[Photo-based referring expression data]
##############################

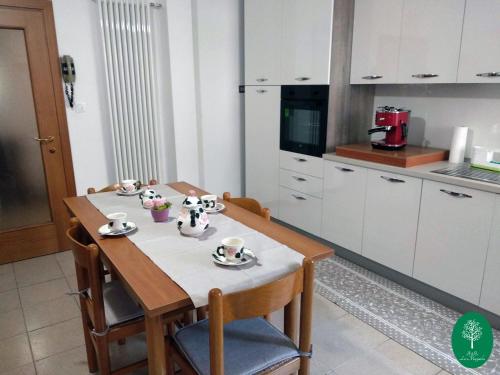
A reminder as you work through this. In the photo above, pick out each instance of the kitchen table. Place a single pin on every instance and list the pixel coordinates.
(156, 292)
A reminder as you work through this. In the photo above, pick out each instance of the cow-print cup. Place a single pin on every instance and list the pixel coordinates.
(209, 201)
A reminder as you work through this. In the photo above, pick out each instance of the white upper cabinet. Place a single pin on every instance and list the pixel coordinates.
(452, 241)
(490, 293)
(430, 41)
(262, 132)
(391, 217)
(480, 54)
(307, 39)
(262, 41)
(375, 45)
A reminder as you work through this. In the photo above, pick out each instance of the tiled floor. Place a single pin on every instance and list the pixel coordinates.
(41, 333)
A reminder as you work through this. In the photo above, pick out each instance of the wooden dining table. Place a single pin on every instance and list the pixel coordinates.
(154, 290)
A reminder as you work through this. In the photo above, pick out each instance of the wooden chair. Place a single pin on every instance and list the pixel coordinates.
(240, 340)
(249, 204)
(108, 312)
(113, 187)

##############################

## Your task
This task calls for an exact copy of the data above, without pictures.

## Your response
A reminder as you work through this. In the photo above, pick out each instance of the kitchen table. Place a single pin on every instance and list the pixel coordinates.
(156, 292)
A reminder as you work through this. In the photo above, pick out each instance of the cow-print cup. Place a single pin on every instance and list the pixel coordinates.
(209, 201)
A reminder as you work through this. In the photo above, pick out each instance of the white upper cabinet. Place a single pin on every instance and list the pixel coordinates.
(452, 241)
(490, 293)
(430, 41)
(262, 132)
(391, 217)
(480, 54)
(307, 39)
(262, 41)
(375, 45)
A reminder as you work through this. In the photo above, pick out each instance of the tiled floor. Place a single pin on every instance and list the pixel coordinates.
(41, 333)
A reminder as you work through this. In the photo above, pick out each instance of the wooden dining table. Place a single pin on every instance and list the pixel coordinates.
(154, 290)
A reminder as you work through this. In the photo above, pick out each instance of the wooden chair. Place a single pin on every instance and list the pixel coordinates.
(240, 340)
(249, 204)
(108, 312)
(113, 187)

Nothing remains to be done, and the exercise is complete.